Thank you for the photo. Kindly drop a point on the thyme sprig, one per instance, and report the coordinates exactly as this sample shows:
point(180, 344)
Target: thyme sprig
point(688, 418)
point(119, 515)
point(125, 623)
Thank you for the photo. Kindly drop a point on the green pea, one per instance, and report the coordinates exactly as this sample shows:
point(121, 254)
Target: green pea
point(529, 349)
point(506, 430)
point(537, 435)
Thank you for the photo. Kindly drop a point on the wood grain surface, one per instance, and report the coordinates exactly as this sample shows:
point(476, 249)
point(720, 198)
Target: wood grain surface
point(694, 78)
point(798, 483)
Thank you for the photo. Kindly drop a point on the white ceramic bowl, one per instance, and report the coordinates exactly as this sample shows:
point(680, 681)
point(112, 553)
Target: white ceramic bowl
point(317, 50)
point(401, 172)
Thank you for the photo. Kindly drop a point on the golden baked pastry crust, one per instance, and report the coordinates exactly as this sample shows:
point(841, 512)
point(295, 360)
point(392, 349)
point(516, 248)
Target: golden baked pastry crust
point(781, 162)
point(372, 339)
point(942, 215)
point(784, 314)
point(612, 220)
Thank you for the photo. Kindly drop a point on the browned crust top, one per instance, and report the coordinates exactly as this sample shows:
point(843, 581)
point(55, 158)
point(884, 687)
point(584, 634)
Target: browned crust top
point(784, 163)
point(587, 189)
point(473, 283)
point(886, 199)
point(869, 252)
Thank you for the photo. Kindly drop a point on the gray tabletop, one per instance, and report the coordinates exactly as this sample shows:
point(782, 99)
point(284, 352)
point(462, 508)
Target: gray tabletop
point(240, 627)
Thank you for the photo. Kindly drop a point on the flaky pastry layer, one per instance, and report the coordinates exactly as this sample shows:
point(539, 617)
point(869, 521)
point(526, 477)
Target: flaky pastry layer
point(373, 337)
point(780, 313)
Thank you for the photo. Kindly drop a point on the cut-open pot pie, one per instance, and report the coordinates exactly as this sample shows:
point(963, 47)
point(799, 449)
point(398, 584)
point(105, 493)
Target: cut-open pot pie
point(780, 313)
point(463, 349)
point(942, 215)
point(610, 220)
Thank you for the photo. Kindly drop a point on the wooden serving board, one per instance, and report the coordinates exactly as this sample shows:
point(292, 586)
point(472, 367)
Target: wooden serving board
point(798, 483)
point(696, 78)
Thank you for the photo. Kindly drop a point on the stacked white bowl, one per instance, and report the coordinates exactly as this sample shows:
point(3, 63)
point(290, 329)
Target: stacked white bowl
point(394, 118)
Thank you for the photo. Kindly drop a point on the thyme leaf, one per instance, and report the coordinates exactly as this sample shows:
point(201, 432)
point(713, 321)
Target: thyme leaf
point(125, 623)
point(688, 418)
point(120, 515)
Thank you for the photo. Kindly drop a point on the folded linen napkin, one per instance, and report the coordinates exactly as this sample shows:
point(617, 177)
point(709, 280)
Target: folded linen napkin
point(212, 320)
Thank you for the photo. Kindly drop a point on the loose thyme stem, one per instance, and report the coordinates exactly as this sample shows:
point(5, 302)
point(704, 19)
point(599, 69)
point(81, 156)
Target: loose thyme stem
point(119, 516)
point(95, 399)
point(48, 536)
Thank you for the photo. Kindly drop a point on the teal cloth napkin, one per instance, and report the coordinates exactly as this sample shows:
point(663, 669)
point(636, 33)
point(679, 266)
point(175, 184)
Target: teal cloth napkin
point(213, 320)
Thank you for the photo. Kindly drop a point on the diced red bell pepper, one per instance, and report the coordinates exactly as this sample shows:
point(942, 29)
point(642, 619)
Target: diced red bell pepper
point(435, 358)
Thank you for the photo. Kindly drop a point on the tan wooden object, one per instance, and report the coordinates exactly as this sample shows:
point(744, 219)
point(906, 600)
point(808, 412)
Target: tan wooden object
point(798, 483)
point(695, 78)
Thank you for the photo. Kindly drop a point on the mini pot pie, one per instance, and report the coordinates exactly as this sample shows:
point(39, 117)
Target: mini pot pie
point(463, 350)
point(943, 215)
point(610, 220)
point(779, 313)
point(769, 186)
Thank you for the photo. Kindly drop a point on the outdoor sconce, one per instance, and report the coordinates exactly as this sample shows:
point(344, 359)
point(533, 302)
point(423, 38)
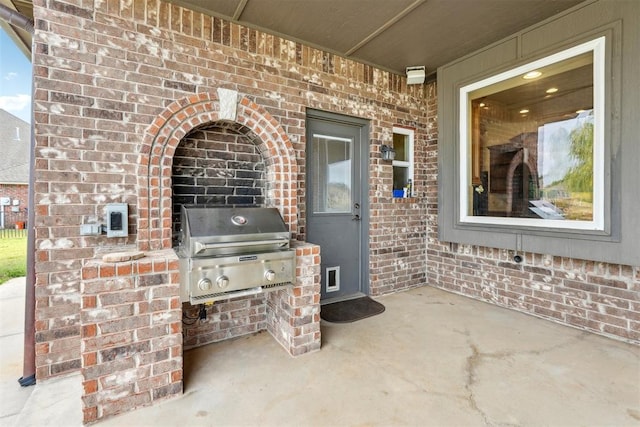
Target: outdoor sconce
point(415, 75)
point(388, 153)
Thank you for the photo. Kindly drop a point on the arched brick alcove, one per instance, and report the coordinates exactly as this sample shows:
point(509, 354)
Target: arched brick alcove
point(131, 310)
point(166, 132)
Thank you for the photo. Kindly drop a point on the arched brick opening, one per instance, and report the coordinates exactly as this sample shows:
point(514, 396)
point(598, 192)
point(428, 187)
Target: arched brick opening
————
CONSEGNA
Restituisci tali e quali tutte le righe, dalla riga che contiene "on the wooden" giù fino a quella che contiene "point(120, 515)", entrambe comprese.

RISULTATO
Thank you for the photo. Kindly drop a point on the wooden serving board, one per instance, and report the coordinates exactly as this sample shows:
point(292, 586)
point(472, 367)
Target: wooden serving board
point(798, 483)
point(696, 78)
Thank you for the photo. Kindly drop a point on the stacked white bowl, one per instance, and report the coordinates exactly as this sample shows:
point(3, 63)
point(290, 329)
Target: stacked white bowl
point(394, 118)
Thank you for the photo. Kindly drop a point on the thyme leaf, one per instance, and report the coordinates exactly as this sample shows:
point(201, 432)
point(713, 321)
Target: thyme leaf
point(125, 623)
point(688, 418)
point(120, 515)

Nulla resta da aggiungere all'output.